Problem to solve => Write out every item below word for word, omitting the pictures.

Records in a dataset =>
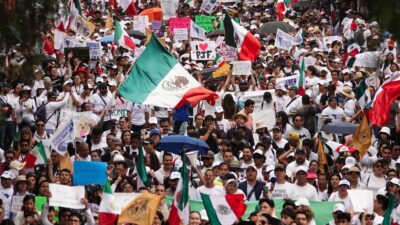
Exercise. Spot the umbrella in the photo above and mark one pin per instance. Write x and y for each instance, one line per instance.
(220, 32)
(272, 27)
(177, 144)
(152, 13)
(339, 128)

Answer to this task =>
Exercise. Spot the umbrella in the photo above and mark one pin per instance. Write x and y for each instance, one line per instance.
(220, 32)
(272, 27)
(177, 144)
(152, 13)
(339, 128)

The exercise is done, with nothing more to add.